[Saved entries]
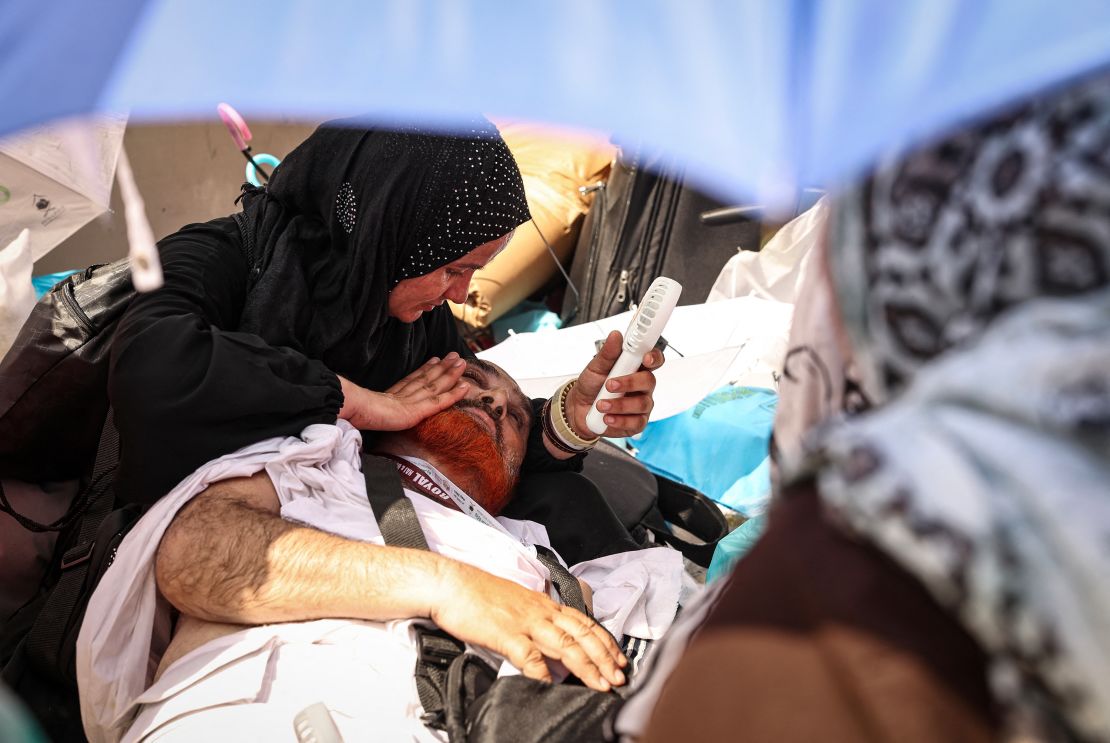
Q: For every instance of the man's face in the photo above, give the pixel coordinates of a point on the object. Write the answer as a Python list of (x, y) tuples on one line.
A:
[(480, 441)]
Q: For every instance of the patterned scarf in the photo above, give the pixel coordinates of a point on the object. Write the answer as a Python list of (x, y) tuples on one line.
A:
[(972, 280)]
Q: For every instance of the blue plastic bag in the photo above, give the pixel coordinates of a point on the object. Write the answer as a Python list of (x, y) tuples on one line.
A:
[(718, 447), (734, 546), (46, 282)]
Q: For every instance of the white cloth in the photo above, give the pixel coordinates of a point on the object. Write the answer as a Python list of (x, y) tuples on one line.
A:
[(778, 270), (319, 482), (17, 292)]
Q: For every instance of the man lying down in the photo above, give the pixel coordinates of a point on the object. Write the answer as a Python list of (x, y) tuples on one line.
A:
[(328, 613)]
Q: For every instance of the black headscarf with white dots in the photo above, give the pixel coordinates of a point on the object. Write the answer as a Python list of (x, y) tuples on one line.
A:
[(351, 212)]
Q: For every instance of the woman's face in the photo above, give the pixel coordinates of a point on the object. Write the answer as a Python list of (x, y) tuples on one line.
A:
[(414, 297)]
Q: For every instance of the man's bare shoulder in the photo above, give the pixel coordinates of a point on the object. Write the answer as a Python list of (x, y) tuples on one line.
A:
[(256, 490)]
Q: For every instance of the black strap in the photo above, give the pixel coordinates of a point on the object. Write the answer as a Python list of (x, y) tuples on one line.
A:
[(436, 650), (48, 633), (396, 518), (566, 584)]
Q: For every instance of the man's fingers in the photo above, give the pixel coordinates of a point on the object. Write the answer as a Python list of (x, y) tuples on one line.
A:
[(621, 427), (524, 654), (565, 645), (636, 404), (597, 644), (642, 381)]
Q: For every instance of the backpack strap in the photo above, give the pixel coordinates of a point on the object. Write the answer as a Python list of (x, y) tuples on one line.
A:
[(396, 518), (436, 650)]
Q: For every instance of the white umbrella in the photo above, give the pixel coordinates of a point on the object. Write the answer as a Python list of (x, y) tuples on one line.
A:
[(54, 179)]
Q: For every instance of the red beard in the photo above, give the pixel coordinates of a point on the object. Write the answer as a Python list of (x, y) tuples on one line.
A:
[(468, 455)]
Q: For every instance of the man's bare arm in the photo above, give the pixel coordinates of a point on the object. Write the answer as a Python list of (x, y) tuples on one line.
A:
[(229, 556)]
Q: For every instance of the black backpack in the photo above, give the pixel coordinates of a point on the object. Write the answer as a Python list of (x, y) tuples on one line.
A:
[(54, 424), (461, 694)]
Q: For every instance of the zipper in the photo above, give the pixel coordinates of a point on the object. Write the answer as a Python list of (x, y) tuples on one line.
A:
[(70, 300), (594, 249), (624, 278)]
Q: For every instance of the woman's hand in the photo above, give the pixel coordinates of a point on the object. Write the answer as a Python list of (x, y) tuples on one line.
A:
[(625, 415), (424, 392)]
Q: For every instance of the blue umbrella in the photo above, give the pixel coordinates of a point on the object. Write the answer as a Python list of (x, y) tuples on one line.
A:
[(755, 97)]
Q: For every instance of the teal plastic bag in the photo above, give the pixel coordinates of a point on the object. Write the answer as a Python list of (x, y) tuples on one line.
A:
[(47, 281), (734, 546), (718, 447)]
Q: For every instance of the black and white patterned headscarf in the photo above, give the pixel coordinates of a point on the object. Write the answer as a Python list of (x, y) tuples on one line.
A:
[(936, 244), (353, 211), (974, 277)]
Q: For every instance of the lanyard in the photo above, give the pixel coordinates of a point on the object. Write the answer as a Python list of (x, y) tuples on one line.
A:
[(425, 479)]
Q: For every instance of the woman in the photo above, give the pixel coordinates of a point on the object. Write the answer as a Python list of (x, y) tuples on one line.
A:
[(324, 299), (937, 570)]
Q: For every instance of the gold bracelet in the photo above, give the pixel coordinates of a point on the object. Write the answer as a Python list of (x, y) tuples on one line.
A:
[(562, 423)]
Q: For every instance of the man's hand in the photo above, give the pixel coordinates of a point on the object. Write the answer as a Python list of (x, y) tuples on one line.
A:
[(525, 626), (424, 392), (625, 415)]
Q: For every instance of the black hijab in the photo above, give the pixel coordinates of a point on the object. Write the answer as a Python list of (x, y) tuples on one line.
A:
[(351, 212)]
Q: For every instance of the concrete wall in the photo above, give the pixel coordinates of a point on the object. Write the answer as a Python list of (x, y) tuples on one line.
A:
[(185, 173)]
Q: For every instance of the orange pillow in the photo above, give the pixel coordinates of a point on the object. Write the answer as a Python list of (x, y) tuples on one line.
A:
[(554, 163)]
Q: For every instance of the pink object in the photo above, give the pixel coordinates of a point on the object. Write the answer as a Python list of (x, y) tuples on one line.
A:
[(236, 127)]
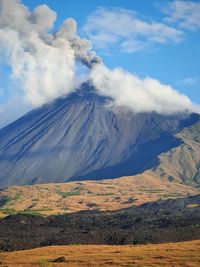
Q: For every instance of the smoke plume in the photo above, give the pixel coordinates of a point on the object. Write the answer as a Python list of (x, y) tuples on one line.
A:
[(147, 95), (43, 63)]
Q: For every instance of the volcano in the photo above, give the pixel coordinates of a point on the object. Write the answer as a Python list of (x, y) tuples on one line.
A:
[(82, 136)]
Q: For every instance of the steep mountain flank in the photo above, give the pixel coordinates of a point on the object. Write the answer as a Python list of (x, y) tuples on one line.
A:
[(182, 163), (81, 137)]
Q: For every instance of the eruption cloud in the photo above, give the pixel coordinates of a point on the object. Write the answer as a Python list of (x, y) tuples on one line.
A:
[(44, 63), (147, 95)]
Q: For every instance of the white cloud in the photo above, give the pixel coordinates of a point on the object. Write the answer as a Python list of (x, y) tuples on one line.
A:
[(185, 13), (123, 28), (43, 63), (147, 95), (191, 81)]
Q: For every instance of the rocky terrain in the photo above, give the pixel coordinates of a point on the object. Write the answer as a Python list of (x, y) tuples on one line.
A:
[(157, 222), (104, 195), (167, 255), (81, 137)]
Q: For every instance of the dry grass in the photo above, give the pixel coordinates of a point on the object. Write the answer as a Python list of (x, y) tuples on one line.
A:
[(169, 254), (105, 195)]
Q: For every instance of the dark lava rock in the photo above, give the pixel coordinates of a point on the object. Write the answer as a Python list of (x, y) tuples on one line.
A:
[(156, 222)]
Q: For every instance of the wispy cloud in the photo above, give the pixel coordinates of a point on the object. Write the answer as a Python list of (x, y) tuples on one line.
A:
[(185, 13), (190, 82), (125, 29)]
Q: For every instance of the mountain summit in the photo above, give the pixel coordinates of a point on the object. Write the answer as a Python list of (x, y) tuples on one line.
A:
[(82, 137)]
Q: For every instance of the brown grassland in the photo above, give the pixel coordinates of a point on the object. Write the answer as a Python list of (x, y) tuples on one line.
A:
[(168, 254), (104, 195)]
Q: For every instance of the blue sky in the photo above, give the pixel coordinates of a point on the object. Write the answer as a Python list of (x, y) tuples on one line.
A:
[(174, 64), (160, 40)]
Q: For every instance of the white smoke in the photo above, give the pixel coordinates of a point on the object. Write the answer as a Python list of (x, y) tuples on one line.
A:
[(42, 62), (147, 95)]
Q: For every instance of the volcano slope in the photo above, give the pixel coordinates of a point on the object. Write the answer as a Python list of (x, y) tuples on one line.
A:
[(80, 137)]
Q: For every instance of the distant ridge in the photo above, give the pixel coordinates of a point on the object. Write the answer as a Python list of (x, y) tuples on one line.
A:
[(78, 137)]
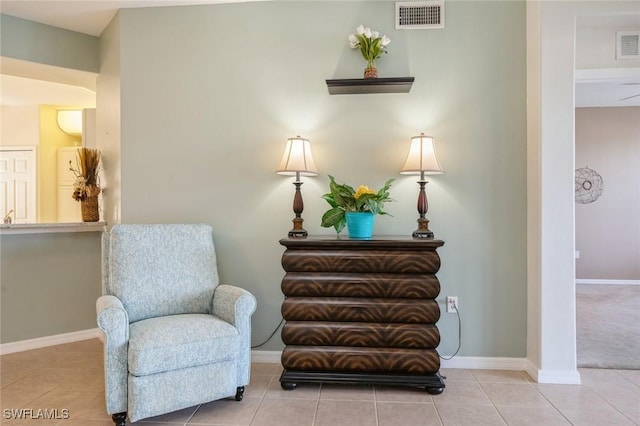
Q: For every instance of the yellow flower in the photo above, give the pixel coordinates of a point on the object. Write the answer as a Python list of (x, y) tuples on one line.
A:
[(364, 189)]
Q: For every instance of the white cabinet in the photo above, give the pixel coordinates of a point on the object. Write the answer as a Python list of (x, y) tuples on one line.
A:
[(68, 208)]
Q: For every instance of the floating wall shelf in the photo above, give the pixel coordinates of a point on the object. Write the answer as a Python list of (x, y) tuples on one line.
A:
[(353, 86)]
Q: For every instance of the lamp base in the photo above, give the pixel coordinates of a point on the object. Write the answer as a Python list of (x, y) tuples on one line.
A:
[(427, 235), (298, 231), (423, 229)]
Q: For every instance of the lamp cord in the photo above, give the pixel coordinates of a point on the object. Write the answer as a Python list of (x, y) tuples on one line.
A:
[(269, 338), (459, 335)]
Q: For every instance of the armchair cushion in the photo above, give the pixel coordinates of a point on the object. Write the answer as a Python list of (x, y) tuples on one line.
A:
[(162, 270), (157, 345)]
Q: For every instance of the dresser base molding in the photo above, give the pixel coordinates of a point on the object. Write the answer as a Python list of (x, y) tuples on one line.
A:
[(432, 383)]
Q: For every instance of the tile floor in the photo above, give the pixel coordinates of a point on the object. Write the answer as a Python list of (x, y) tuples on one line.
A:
[(70, 377)]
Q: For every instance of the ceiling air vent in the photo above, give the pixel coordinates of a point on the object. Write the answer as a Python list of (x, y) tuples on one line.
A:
[(628, 45), (419, 15)]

Requirement: If a line in the records above has the word "hand", copy it out.

Answer for this exercise:
Q: For every instance of the woman's hand in the photo above, give the pixel coordinates of a point on the object. Write the answer as a Python list of (x, y) tuples on one line.
Q: For every instance of the man's hand in the photo above, give the pixel coordinates of a point on the object. Write the answer as a Python list of (x, y) tuples on one line.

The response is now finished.